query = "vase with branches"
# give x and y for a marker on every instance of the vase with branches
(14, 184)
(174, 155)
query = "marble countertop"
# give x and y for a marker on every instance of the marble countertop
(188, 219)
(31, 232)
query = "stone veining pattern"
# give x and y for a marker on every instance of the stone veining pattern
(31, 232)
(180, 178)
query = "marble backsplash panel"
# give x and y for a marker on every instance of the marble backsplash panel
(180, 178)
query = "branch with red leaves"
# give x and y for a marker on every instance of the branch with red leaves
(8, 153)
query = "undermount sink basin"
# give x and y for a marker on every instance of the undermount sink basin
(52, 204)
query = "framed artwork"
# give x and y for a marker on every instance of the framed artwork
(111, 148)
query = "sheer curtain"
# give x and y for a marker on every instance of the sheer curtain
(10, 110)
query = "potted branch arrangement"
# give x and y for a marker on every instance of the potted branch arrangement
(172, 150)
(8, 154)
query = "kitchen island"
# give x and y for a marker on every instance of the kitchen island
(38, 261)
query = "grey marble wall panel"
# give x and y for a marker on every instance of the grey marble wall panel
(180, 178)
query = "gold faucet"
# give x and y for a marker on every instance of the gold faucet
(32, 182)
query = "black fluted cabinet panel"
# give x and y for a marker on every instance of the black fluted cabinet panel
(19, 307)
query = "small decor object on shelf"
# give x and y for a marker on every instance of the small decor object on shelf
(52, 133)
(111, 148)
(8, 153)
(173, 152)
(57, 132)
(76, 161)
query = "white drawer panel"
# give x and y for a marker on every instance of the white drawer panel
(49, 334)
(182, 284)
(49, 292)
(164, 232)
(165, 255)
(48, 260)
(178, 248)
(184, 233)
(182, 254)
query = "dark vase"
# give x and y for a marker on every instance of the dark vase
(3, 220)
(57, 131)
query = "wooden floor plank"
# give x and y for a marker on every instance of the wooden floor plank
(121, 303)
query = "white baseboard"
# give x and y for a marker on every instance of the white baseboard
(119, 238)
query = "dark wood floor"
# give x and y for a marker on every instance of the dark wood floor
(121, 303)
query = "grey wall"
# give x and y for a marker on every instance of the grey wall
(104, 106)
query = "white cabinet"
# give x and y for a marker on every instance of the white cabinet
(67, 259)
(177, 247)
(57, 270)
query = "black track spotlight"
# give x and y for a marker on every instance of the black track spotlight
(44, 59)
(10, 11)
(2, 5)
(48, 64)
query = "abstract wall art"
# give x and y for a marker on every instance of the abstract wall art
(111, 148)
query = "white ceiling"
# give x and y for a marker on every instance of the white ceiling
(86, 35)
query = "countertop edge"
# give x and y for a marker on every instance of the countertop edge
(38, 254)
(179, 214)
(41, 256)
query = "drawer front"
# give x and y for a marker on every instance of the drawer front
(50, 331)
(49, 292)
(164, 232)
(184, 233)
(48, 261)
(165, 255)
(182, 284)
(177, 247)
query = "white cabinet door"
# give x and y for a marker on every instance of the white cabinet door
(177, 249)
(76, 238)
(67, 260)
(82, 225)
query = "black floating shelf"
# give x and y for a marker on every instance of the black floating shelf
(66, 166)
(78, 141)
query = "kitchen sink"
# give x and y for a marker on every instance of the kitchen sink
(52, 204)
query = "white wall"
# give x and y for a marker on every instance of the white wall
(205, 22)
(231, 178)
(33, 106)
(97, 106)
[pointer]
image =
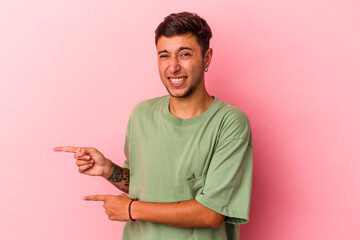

+++

_Problem to solve_: Write the data above out exactly. Leave out any pictures.

_Result of this exercise_:
query = "vase with branches"
# give x and y for a marker on every instance of the vase with branches
(14, 184)
(174, 155)
query = "marble countertop"
# give x and y for a marker on every instance of the marble countertop
(188, 219)
(31, 232)
query = "stone veining pattern"
# give x and y for a marker on every instance of the stone veining pattern
(31, 232)
(180, 178)
query = "marble backsplash panel"
# give x and y for a marker on every instance of the marble backsplash panel
(180, 178)
query = "branch with red leaves"
# give x and y for a marker on every instance of the branch with red leaves
(8, 153)
query = "undermount sink basin"
# give x and y for a marker on every instance of the undermount sink basin
(52, 204)
query = "framed artwork"
# give x and y for a marker on every instance of the framed artwork
(111, 148)
query = "sheer curtain"
# give x and y for a marker on every instance of the sheer curtain
(10, 110)
query = "potted branch arrangement"
# give x and y for a marker on every instance of the potted branch arrangement
(172, 150)
(8, 154)
query = "kitchen island"
# give x and y for a marker on every instance of the kitchen island
(38, 261)
query = "grey marble wall panel"
# give x and y for a marker on every instance of the grey marble wall panel
(180, 178)
query = "gold faucet"
# give x and y for a marker on every instance of the gold faucet
(32, 182)
query = "black fluted cabinet panel"
# give x and y for a marker on every instance of the black fluted cabinet panel
(19, 307)
query = "small decor object on shelf"
# give x and y for a marker on every instance of the small decor object on shelf
(52, 133)
(111, 148)
(8, 153)
(173, 152)
(57, 132)
(76, 161)
query = "white drawer panel"
# give x and y for a marker on every instance of the white drawer panel
(49, 334)
(182, 284)
(49, 292)
(164, 232)
(165, 255)
(48, 260)
(178, 248)
(184, 233)
(182, 254)
query = "dark vase"
# give x and y for a marker on every instance of the dark vase
(3, 220)
(57, 131)
query = "wooden floor plank"
# give x and y for a marker on every instance of the wooden floor plank
(121, 303)
query = "white baseboard"
# give x and y for a marker on every instance of the white baseboard
(119, 238)
query = "dark wood floor"
# give x and y for a marker on every instance of the dark wood floor
(121, 303)
query = "grey wall"
# give x and y for a marker on every instance of the grey wall
(104, 106)
query = "white cabinet"
# give x and y for a marker on every instance of the white cabinet
(67, 259)
(177, 247)
(57, 270)
query = "black track spotlight"
# give x and y for a marker on every instance of the black track spotlight
(44, 59)
(10, 11)
(2, 5)
(48, 64)
query = "abstract wall art"
# give x and y for a marker on every instance of the abstract wall art
(111, 148)
query = "white ceiling"
# give x and y for a marker on every instance of the white ceiling
(86, 35)
query = "countertop edge"
# give x and y for a marker on every instance of the countertop edge
(38, 254)
(179, 214)
(41, 256)
query = "drawer front"
# give x and y for a marker on every instance of the drawer front
(50, 331)
(49, 292)
(164, 232)
(184, 233)
(48, 261)
(165, 255)
(182, 284)
(177, 247)
query = "white cabinet door"
# give x and y for a marker on every instance of the white cabinet door
(177, 249)
(76, 238)
(67, 260)
(82, 225)
query = "black floating shelf"
# give x and y for a marker on every instance of the black floating shelf
(66, 166)
(78, 141)
query = "kitchen sink"
# give x and y for a marker on every instance of the kitchen sink
(52, 204)
query = "white wall"
# give x and y for a marker on every instance of the white wall
(205, 22)
(231, 178)
(33, 106)
(97, 106)
[pointer]
image =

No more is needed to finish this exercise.